[Collection entries]

################

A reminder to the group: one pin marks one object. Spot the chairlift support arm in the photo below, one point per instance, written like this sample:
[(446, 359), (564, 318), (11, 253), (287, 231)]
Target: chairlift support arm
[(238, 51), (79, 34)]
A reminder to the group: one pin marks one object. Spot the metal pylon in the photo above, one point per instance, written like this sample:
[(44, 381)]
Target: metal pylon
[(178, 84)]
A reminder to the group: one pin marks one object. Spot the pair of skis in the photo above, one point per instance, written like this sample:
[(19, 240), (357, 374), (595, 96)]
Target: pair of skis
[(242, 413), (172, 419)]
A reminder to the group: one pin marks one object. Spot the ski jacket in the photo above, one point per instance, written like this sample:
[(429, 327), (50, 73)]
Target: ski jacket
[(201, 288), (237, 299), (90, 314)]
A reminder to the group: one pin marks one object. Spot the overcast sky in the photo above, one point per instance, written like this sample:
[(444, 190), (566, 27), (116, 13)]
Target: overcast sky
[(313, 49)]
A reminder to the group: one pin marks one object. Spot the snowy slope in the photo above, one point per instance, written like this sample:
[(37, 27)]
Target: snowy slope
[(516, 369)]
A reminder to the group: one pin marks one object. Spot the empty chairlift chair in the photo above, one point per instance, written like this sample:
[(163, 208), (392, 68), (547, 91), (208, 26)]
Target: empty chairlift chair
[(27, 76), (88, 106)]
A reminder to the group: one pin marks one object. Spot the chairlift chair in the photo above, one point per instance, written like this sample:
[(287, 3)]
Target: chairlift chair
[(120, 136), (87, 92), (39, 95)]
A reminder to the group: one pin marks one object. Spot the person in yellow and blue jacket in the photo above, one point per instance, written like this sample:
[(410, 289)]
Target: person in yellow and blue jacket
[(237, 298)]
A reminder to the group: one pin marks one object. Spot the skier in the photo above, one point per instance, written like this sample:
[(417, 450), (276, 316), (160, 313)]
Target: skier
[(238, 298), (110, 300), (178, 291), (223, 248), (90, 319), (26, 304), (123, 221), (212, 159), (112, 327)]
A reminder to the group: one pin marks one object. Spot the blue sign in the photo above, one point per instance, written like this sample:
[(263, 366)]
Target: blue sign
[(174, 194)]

################

### PROMPT
Repeat the lines above with every word intact.

### PROBLEM SOLUTION
A reminder to the group: one pin marks one object. Spot the chairlift support arm in the photo below, one point per instance, written like this sample:
[(446, 359), (564, 318), (11, 253), (287, 231)]
Target: chairlift support arm
[(238, 51), (79, 34)]
A reminder to the group: one pin marks one object. Spot the metal pylon in the photo above, one point per instance, written like this sample:
[(44, 381)]
Target: metal pylon
[(178, 84)]
A reminder to the group: one pin marks one object. Spot the pair of skis in the photo above, one point per instance, written like this sample:
[(19, 240), (357, 374), (595, 96)]
Target: pair of skis
[(242, 413), (172, 419)]
A reminder to the group: one pin marks one object. Spot the ski jacket in the photo above, one point per instance, written like this sample:
[(429, 327), (50, 73)]
Target: ski jacket
[(201, 288), (237, 299), (90, 314)]
A reminder to the group: one pin marks one object. Spot the overcast sky in the photo above, one point per instance, written like this sample:
[(444, 190), (566, 27), (116, 13)]
Target: overcast sky
[(313, 49)]
A reminder to the group: one pin marks one object. Spot the snowy slope in the photo above, one point per instance, written like this sample:
[(37, 27)]
Target: snowy slope
[(516, 369)]
A reminder to the group: one pin marks one object. Spot the empty chairlift chair in the photo above, one point per instance, written like this sample:
[(163, 208), (392, 68), (547, 91), (208, 26)]
Target: empty chairlift chair
[(27, 76), (88, 106)]
A reminder to the group: one pin marks one object. Spot the chairlift chair in the photo above, one point per instance, written like this sample:
[(287, 3)]
Target: chairlift chair
[(120, 136), (87, 92), (39, 95)]
A reminder to the group: one pin marks one object. Spot the person in yellow and blue jacket in the photo above, one point per instance, written like this sample:
[(410, 289)]
Target: person in yellow and blue jacket
[(237, 298)]
A reminder to the group: one pin marks one object. Spot the skier in the photo above, one point per instance, written like this sample:
[(417, 450), (276, 316), (160, 313)]
Target: skier
[(238, 298), (110, 300), (178, 291), (223, 248), (90, 319), (26, 304), (123, 221), (212, 159), (112, 327)]
A reminder to the group: one pin marks one object. Spot the blue sign in the photo above, one point per instance, written like this sample:
[(263, 366)]
Target: blue sign
[(174, 194)]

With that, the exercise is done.